> **SELECTED EXCERPT**
To combat the outbreak and spread of deadly viruses like Ebola, UK Prime Minister David Cameron is urging G7 leaders to develop an international agreement to require all clinical trials to be published. The recent Ebola outbreak showed that when data on disease outbreaks is not shared quickly, the disease can get out of control. He made the comments while speaking with leaders of the US, Canada, France, Germany, Italy and Japan at the G7 meeting in Germany, where he committed the UK to lead the world on clinical trials transparency.

The Prime Minister’s plan calls for:

More transparency, greater co-operation

The UK will be the first country in the world to require clinical trials and disease control operations to be fully transparent. From now on any UK-funded research, data or operation will be made openly available and the UK will look to develop an international agreement – via the G7 – that would see the publication of results of all clinical trials of vaccines for relevant diseases. The UK’s Chief Medical Officer will now work with the World Health Organisation (WHO) to develop a new, more advanced system to share data on a disease with health agencies and doctors and nurses on the frontline.

> **MATERIAL SHOWN**

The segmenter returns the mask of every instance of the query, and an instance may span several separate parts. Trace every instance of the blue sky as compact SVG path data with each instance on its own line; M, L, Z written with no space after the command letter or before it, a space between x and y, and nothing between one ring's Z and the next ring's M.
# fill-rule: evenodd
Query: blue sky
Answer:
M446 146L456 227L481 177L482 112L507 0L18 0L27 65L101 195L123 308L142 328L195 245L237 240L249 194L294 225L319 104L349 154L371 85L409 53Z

> **TO DO**
**A)** In the passage on clinical trials transparency, which countries' leaders did David Cameron speak with at the G7 meeting?
**B)** Go on with the passage about the Prime Minister's clinical trials transparency plan from the point where it stops.

> **YOUR WRITTEN ANSWERS**
**A)** The US, Canada, France, Germany, Italy and Japan

**B)**
The Rt Hon David Cameron MP, Prime Minister, UK:

“As a world we must be far better prepared with better research, more drug development and a faster and more comprehensive approach to how we fight these things when they hit. The UK will lead the way but we need a truly global response if we are to face down this threat.”

There is currently no global law on clinical trial reporting. A small number of countries have laws but those laws have loopholes and are not being enforced. The WHO has recently called on governments and organisations with a role in clinical trials to take steps to ensure results from all clinical trials are reported and publicly disclosed.